» Aim of the task
Of the lines listed below, return exactly those that run from the line containing "Query: hijab fold" through the line containing "496, row 267", both included.

» Recorded data
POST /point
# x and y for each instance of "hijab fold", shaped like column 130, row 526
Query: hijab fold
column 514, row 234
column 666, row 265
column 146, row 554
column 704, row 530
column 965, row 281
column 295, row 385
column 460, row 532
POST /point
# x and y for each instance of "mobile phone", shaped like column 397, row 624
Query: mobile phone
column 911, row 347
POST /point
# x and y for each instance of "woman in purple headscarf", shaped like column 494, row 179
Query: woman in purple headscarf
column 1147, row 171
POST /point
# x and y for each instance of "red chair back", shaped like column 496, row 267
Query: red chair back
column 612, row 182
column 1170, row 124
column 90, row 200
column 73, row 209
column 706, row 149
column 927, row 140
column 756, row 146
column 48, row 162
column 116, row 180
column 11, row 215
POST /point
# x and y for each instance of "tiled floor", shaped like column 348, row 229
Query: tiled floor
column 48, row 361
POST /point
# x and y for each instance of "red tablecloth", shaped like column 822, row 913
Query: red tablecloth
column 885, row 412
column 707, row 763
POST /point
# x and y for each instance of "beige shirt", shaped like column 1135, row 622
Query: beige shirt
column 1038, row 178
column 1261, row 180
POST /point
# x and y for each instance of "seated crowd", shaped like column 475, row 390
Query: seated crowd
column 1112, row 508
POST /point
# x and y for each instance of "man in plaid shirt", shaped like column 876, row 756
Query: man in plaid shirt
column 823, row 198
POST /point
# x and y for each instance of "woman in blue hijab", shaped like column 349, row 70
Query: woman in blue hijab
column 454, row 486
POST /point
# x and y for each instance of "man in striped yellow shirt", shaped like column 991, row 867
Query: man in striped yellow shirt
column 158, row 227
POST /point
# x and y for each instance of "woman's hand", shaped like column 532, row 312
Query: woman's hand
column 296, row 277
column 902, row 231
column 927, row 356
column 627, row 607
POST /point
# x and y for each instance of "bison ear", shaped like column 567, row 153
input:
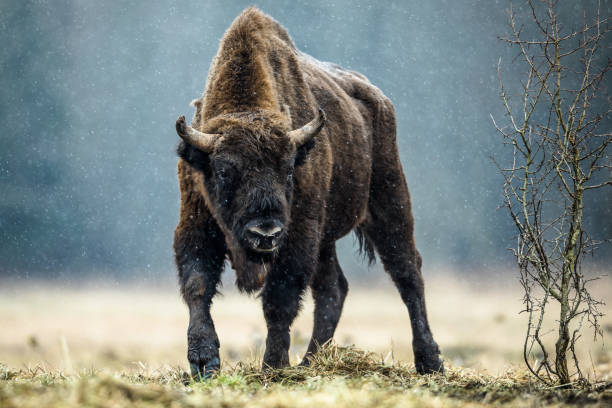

» Response to this task
Query: hijab fold
column 514, row 234
column 666, row 265
column 146, row 554
column 704, row 530
column 965, row 281
column 295, row 385
column 460, row 532
POST /point
# x and y for each instance of "mobile phone", shaped like column 397, row 624
Query: mobile phone
column 911, row 347
POST /point
# x and y for each instance of "woman in purple headscarf", shaped like column 494, row 179
Query: woman in purple headscarf
column 1147, row 171
POST /point
# x and y for each instance of "red chair back", shaped like column 496, row 267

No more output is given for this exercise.